**Requirements**
Copy every line from the one containing "Localize each striped" through the last line of the records below, both included, and nothing else.

**Given data**
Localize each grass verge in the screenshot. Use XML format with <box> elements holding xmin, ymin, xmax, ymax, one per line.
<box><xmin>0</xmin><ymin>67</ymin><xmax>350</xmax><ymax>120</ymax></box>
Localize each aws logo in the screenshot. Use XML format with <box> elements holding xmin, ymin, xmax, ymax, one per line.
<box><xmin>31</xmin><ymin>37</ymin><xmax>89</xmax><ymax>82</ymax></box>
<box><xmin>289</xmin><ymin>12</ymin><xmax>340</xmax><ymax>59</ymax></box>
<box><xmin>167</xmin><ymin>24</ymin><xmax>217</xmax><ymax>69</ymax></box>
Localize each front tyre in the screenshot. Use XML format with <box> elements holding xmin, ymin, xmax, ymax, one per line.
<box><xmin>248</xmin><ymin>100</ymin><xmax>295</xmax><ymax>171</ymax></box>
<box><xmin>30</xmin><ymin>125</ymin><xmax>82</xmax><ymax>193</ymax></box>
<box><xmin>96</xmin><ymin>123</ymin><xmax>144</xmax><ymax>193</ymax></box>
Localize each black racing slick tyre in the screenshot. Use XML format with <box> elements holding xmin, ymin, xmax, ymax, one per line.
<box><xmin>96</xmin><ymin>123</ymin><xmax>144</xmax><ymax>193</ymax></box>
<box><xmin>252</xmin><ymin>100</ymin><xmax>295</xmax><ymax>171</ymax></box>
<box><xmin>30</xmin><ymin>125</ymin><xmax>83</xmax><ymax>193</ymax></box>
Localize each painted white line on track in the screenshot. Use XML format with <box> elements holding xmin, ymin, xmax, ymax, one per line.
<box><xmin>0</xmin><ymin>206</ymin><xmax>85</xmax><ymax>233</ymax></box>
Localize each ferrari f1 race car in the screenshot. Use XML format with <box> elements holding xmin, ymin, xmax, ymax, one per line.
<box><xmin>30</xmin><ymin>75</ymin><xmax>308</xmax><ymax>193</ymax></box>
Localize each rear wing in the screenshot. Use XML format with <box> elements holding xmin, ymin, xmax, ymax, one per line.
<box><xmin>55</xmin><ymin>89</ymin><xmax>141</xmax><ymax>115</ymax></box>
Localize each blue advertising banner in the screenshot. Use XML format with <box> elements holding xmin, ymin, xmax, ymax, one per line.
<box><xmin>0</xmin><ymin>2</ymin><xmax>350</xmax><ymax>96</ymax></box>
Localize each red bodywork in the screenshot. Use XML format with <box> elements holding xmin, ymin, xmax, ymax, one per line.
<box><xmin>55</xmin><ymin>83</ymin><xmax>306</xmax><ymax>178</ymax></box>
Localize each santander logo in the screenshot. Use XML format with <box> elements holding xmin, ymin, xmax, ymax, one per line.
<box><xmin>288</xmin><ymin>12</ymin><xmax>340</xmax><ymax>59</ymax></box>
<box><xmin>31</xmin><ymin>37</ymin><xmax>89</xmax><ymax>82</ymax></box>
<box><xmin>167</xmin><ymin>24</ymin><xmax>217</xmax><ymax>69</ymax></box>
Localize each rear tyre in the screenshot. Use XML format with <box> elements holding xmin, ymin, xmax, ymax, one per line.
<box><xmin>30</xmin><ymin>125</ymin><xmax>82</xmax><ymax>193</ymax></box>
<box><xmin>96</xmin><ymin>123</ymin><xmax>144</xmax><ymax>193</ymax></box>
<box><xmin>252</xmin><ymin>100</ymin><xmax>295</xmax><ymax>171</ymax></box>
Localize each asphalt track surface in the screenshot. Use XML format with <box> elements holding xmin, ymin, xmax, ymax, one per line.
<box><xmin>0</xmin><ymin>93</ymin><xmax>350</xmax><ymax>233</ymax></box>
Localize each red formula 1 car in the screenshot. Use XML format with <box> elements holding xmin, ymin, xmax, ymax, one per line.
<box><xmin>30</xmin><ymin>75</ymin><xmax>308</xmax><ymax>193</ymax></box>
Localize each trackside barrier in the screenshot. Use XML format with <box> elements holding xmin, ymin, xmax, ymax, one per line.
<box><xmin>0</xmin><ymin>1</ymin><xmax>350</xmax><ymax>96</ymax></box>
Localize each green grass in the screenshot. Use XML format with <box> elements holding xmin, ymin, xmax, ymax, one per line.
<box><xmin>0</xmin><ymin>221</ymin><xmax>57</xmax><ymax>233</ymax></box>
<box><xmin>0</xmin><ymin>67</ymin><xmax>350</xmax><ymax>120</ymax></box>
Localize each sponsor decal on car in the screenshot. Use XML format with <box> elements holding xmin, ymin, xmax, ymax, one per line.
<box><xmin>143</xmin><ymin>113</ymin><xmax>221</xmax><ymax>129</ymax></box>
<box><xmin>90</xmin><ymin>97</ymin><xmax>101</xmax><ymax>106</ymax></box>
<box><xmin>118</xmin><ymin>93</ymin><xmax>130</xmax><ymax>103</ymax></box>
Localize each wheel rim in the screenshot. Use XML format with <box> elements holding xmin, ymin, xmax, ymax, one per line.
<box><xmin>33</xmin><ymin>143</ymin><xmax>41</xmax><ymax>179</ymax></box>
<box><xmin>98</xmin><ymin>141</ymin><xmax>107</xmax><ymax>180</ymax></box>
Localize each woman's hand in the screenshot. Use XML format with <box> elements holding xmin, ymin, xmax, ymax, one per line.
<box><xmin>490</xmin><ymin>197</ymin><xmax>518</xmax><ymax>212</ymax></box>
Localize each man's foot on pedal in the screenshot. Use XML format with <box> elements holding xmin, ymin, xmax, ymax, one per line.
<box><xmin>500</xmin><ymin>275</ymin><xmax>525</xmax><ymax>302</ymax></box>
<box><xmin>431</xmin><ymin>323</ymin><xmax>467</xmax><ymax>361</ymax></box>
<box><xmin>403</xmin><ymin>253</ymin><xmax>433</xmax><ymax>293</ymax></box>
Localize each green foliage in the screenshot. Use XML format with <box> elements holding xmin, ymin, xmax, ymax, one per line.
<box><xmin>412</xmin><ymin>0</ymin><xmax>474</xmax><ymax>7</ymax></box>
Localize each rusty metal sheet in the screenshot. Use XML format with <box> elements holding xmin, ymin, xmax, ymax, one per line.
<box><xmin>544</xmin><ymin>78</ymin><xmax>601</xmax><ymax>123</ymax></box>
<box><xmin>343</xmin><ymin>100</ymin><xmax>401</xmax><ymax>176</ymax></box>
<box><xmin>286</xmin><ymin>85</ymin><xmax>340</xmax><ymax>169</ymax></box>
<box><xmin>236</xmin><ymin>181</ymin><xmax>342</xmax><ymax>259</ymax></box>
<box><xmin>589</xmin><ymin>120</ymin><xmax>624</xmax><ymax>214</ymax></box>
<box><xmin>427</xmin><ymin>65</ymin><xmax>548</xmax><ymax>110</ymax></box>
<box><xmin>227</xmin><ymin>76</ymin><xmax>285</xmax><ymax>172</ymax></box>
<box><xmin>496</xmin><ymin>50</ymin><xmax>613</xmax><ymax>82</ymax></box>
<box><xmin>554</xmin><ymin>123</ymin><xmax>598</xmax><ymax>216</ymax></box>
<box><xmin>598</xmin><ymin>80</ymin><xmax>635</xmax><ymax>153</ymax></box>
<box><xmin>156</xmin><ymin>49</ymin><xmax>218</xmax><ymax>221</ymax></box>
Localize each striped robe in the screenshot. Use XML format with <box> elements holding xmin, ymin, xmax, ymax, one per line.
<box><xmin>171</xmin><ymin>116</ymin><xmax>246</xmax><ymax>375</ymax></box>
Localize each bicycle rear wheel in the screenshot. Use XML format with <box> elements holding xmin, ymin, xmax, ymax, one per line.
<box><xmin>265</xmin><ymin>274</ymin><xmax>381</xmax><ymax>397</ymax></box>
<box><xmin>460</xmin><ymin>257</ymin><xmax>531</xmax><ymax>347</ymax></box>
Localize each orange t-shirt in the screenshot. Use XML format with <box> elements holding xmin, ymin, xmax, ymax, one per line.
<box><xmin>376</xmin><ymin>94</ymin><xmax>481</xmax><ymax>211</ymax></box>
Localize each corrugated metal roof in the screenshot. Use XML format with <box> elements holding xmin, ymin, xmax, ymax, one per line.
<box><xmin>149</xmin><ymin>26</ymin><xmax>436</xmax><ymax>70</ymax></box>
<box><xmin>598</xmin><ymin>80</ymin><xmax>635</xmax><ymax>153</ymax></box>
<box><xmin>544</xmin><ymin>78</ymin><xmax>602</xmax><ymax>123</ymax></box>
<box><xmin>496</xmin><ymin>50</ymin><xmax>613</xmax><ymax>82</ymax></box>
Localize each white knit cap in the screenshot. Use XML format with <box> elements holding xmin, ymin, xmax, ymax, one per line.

**Solved problem**
Localize each striped robe in the screenshot. Use XML format with <box> elements holding xmin, ymin, xmax, ymax, one per line.
<box><xmin>171</xmin><ymin>116</ymin><xmax>246</xmax><ymax>375</ymax></box>
Localize each bicycle rear wheel in the screenshot. Use XML format with <box> elements holding xmin, ymin, xmax, ymax, one per line.
<box><xmin>265</xmin><ymin>274</ymin><xmax>381</xmax><ymax>397</ymax></box>
<box><xmin>460</xmin><ymin>257</ymin><xmax>531</xmax><ymax>347</ymax></box>
Localize each orange t-shirt in the screenshot. Use XML format with <box> elements holding xmin, ymin, xmax, ymax, one per line.
<box><xmin>376</xmin><ymin>94</ymin><xmax>481</xmax><ymax>211</ymax></box>
Localize each corrugated metal roof in the screenshot. Use XML format with <box> elements holding xmin, ymin, xmax, ymax, one per line.
<box><xmin>149</xmin><ymin>26</ymin><xmax>436</xmax><ymax>70</ymax></box>
<box><xmin>598</xmin><ymin>80</ymin><xmax>635</xmax><ymax>153</ymax></box>
<box><xmin>544</xmin><ymin>78</ymin><xmax>602</xmax><ymax>123</ymax></box>
<box><xmin>496</xmin><ymin>50</ymin><xmax>613</xmax><ymax>82</ymax></box>
Localize each white knit cap in the screenshot. Use XML format with <box> elements holding xmin, ymin, xmax, ymax, one per line.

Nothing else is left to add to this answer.